▶ [What you will do] Pick out each line in the items below that contains the word "wall" and copy it, matching case exactly.
── Source data ──
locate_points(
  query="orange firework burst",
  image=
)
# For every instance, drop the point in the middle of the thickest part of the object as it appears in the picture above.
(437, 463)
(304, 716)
───
── Source data ──
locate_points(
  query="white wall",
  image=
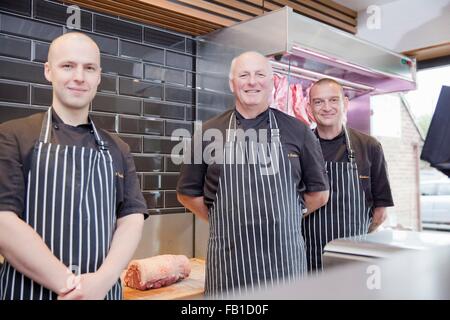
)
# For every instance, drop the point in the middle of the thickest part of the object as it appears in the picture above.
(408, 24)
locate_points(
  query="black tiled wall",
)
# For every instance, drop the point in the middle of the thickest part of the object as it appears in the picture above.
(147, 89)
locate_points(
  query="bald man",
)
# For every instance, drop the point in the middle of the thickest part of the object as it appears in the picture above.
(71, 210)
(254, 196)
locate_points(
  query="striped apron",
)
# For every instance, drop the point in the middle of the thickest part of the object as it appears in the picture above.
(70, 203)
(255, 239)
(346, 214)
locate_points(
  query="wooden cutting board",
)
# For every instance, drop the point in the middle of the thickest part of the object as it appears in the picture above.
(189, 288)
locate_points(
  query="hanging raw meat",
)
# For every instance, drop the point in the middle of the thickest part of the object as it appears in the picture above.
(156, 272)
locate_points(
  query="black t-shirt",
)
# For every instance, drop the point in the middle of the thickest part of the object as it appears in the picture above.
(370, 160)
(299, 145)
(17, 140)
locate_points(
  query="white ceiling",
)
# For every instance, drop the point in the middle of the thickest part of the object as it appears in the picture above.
───
── Source data ──
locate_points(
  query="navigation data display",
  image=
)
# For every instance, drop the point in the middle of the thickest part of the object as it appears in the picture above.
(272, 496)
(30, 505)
───
▶ [Full solution]
  query="white wall",
  query="black tiled wall",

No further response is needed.